_Try it:_
Your response must be the entire set of entries, reproduced word for word.

--- --- ---

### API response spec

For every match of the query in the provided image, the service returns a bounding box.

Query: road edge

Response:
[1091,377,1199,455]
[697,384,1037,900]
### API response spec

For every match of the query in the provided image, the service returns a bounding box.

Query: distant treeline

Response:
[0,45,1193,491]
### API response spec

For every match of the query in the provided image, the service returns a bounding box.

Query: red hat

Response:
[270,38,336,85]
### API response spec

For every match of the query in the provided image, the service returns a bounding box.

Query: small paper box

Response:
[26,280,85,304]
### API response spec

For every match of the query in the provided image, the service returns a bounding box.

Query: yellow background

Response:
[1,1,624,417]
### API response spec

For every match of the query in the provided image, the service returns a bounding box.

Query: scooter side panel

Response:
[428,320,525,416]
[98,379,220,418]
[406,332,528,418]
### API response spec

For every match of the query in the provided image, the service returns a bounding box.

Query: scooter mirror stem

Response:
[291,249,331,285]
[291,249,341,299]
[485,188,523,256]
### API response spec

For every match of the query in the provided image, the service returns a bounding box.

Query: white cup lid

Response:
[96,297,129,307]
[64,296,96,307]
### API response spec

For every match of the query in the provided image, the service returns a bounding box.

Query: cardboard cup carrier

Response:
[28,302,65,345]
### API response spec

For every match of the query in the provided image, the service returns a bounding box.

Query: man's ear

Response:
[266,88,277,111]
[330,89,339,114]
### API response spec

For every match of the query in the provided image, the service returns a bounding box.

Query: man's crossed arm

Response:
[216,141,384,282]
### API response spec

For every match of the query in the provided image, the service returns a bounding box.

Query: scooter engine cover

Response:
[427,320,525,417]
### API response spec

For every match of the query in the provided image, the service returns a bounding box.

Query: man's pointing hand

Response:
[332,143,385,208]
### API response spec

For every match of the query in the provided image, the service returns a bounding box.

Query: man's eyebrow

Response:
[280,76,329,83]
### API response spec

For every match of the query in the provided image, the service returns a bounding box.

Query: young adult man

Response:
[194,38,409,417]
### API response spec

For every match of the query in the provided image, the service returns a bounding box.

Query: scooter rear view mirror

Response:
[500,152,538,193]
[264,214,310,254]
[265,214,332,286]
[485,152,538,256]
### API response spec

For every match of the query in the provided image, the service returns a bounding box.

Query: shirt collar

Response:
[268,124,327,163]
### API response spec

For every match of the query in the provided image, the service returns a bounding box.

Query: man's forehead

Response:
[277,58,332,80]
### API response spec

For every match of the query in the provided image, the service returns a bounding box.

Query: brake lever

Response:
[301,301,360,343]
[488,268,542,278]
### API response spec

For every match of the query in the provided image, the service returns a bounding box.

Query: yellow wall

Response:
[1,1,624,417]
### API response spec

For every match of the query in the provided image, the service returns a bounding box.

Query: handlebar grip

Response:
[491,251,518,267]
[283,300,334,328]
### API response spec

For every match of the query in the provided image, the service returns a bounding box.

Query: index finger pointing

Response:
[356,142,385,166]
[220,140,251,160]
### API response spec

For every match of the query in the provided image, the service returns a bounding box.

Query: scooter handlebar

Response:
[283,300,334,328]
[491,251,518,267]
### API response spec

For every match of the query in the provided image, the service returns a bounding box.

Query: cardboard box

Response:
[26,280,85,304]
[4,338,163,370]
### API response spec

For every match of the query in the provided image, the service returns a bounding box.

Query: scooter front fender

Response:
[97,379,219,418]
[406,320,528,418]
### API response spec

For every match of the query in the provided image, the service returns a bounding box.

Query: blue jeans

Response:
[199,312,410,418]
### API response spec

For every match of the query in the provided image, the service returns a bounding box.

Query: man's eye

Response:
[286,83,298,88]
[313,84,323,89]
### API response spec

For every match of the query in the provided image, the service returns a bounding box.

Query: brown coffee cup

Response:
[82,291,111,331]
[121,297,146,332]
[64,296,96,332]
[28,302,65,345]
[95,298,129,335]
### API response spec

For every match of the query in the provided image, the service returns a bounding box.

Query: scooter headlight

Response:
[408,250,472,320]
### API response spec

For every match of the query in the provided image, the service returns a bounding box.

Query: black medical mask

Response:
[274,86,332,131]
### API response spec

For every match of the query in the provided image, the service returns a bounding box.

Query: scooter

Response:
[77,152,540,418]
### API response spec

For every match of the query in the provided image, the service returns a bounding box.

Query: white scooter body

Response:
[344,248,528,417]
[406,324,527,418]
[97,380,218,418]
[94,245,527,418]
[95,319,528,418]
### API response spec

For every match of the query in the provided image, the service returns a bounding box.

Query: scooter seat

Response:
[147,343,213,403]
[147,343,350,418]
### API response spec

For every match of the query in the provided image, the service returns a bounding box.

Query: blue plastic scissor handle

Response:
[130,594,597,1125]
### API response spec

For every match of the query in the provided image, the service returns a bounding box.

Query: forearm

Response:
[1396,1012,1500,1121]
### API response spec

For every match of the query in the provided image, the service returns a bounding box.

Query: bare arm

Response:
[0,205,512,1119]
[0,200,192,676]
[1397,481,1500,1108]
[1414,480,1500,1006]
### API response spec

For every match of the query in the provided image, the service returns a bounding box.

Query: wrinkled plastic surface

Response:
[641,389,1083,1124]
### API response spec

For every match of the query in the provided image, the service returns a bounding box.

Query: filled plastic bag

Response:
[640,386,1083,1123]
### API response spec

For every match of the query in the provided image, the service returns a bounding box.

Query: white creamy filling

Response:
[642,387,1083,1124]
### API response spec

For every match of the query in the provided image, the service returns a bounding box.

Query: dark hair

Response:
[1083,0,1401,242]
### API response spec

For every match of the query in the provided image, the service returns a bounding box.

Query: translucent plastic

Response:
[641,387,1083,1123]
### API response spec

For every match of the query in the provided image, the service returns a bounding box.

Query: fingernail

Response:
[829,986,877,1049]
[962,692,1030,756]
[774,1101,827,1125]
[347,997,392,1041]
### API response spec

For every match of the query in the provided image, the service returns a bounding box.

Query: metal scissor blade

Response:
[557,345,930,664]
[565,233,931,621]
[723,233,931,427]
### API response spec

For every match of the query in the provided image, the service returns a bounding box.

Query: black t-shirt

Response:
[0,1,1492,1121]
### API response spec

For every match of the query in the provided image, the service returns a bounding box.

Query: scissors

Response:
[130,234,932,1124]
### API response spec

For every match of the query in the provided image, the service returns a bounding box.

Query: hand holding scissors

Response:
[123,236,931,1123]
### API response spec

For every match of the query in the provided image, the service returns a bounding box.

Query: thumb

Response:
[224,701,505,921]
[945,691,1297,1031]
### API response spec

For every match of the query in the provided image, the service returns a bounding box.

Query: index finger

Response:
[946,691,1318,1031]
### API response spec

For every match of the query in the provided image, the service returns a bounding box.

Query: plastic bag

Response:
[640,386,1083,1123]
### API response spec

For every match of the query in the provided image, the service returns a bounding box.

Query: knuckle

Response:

--- --- ---

_Reply to the exercise:_
### API response spec

For every match of the query in the provided image, the service returns a bounding box.

Query: road edge

Response:
[1091,377,1199,455]
[697,384,1037,900]
### API response spec

For every match of the query in the provided image, the service returns a bounding box.

Query: distant treeline

Response:
[0,45,1193,491]
### API response spec

For every match of the query in the provided image, the service returns a bounding box.

Query: red hat

Response:
[270,38,336,85]
### API response spec

For every match of the query in the provided image, the service returns a bounding box.

Query: small paper box

Response:
[26,280,85,304]
### API response spec

For every match of the query in the provided image, the service returns a bounding box.

Query: yellow background

Response:
[1,1,624,417]
### API response spec

For every match of the query in the provided image, the service returns a bounding box.

Query: scooter side panel

Response:
[428,320,525,416]
[98,379,220,418]
[406,332,528,418]
### API response spec

For every match of the query in the provided image, the service returns a bounding box.

Query: scooter mirror stem

Response:
[291,249,331,285]
[291,249,341,299]
[485,188,523,256]
### API response spec

For every match of the query in the provided image, the service returns a bounding box.

Query: white cup lid

Response:
[96,297,129,307]
[64,296,96,307]
### API response spec

For every match of the query in the provided image, the service returns a bounding box.

Query: cardboard cup carrier

Response:
[28,302,65,345]
### API response spec

For every match of the query in the provided image, the service returns a bounding box.

Query: man's ear

Response:
[266,88,277,111]
[330,89,339,114]
### API response spec

For every match of the query in the provided image, the service returns a bounding box.

Query: man's crossed arm

Response:
[216,141,384,282]
### API response spec

For every match of the query in the provided image, the service returns a bounding box.

Query: scooter engine cover

Response:
[427,320,525,417]
### API response spec

For every match of the query in the provided image, the service returns a bounding box.

Query: man's pointing hand

Response:
[332,143,385,208]
### API response spec

For every match of the query in the provided image, the service returns a bounding box.

Query: man's eyebrow

Response:
[280,76,329,83]
### API response spec

For every match of the query in the provided image, the service returns a bounding box.

Query: young adult man

Response:
[194,38,409,417]
### API response spec

For every match of the query in the provided image, the service returns a bounding box.

Query: scooter rear view mirror

Response:
[500,152,538,193]
[264,214,310,254]
[265,214,332,286]
[485,152,538,256]
### API response spec

For every match of the query in the provided image, the service returns a bounding box.

Query: shirt collar

Response:
[268,124,327,163]
### API response spec

For every match of the query in the provided image, the service returns a bounding box.

Query: man's forehead

Response:
[277,58,332,80]
### API response spec

For every match of the query in the provided image, the service returns a bounding box.

Query: brake lever

Response:
[301,301,360,343]
[488,268,542,278]
### API response spec

For every match of the query in the provided image, the service returns a bounding box.

Query: yellow wall

Response:
[1,1,624,417]
### API response spec

For every match of the query in the provided image, the service returns a bounding box.

Query: handlebar grip

Response:
[491,251,518,267]
[283,300,334,328]
### API response spec

For every match of the query in the provided image, the service returns a bounding box.

Query: index finger pointing

Response:
[356,142,385,166]
[220,140,251,160]
### API response spec

For every match of the query in the provided image, the service returns a bounding box.

Query: scooter handlebar

Response:
[283,300,334,328]
[491,251,518,267]
### API response spec

For every match of the query in the provided image, the service returns a bounding box.

Query: cardboard box

Response:
[26,280,85,304]
[4,338,163,370]
### API response spec

For every match of the query in the provided image, the service returns a bounding box.

Query: scooter front fender

Response:
[97,379,219,418]
[406,320,528,418]
### API response spec

For every match of the query in the provided image, the service returns a bounding box.

Query: blue jeans

Response:
[199,312,410,418]
### API response spec

For every match of the query in the provided image, the service returns a bounding box.

Query: man's eye

Response:
[286,83,298,88]
[313,84,323,89]
### API response spec

For every match of the query in the provided image, the service returns a bounding box.

Query: brown coffee cup

Response:
[82,291,111,331]
[121,297,146,332]
[64,296,96,332]
[28,302,65,345]
[95,298,129,335]
### API response spec

For every match of the query in the provided image, the service returns a bounding box.

Query: scooter headlight

Response:
[408,250,472,320]
### API response spec

For every match of the query in the provided image, the service returns a bounding box.

Query: black medical mask

Response:
[274,86,332,131]
### API response spec

For every match of the query in the provided image, the service returns a bounding box.

Query: scooter

Response:
[77,152,540,418]
### API response spec

For every match of the query in the provided image, the service returns a bounding box.

Query: white scooter body

Response:
[344,248,528,417]
[406,324,527,418]
[97,380,218,418]
[94,245,527,418]
[95,319,528,418]
### API response spec

For every match of the query in the provided image, the service returns a bounding box.

Query: scooter seat

Response:
[147,343,213,403]
[147,343,350,418]
### API response spec

For every match of the query in the provided image, the service returns a bounding box.

Query: blue plastic scissor handle

Response:
[130,594,597,1125]
### API response spec

For every match of the query in the provided image, the service returns a bounding box.

Query: forearm

Response:
[1396,1012,1500,1121]
### API response spec

For every match of the query in the provided image, the service returns a bounding box.

Query: bare arm

Response:
[0,205,512,1119]
[0,200,192,676]
[1397,481,1500,1108]
[1414,480,1500,1006]
### API response spec

For every match of the query in the provided image, the service returns a bounding box.

Query: wrinkled plastic surface

Response:
[641,389,1083,1124]
### API response spec

For every match of the query in the provided image, the service returns a bounding box.

Query: filled plastic bag

Response:
[640,386,1083,1123]
### API response spec

For every match of the query in the provided image, the service returns a bounding box.

Query: white creamy filling

Response:
[642,387,1083,1124]
### API response spec

For every match of the query in the provided image, the service returns a bounding box.

Query: dark hair

Response:
[1083,0,1401,242]
### API response spec

For every match of the query in the provided image, the service returns a bounding box.

Query: translucent plastic

Response:
[641,387,1083,1123]
### API response spec

For every match of the query in the provided image, the service returns a bounding box.

Query: fingernail

Response:
[829,986,877,1049]
[962,692,1030,756]
[774,1101,827,1125]
[347,997,392,1041]
### API response spec

For every match of the query in the provided image, the service returns a bounding box.

Query: metal scissor blade

Response:
[557,345,930,664]
[565,233,931,621]
[723,233,931,427]
### API response spec

For every match of the query in the provided image, the service returns a bounding box.

Query: black t-shirt

Response:
[0,1,1492,1121]
### API response spec

For every match of the query in the provided image, the service returns a bounding box.

Query: scissors

Response:
[130,234,932,1124]
### API response spec

For every match of the query in the provided image, the service returns a bounding box.

Query: hand holding scissors

Response:
[123,236,931,1123]
### API response spec

For every match of the query in the provided image, the service returns a bounding box.

Query: thumb

Response:
[224,701,505,921]
[945,691,1297,1031]
### API response spec

For every match of the query in the provided image, the service returns a bounding box.

Query: index finger

Response:
[946,691,1318,1031]
### API response spec

For every match of the query in the provided image, the service returns a bounding box.

Query: plastic bag

Response:
[640,386,1083,1123]
### API response spec

For every match of the query in the provided image, the service returns a bounding box.

Query: knuckle

Response:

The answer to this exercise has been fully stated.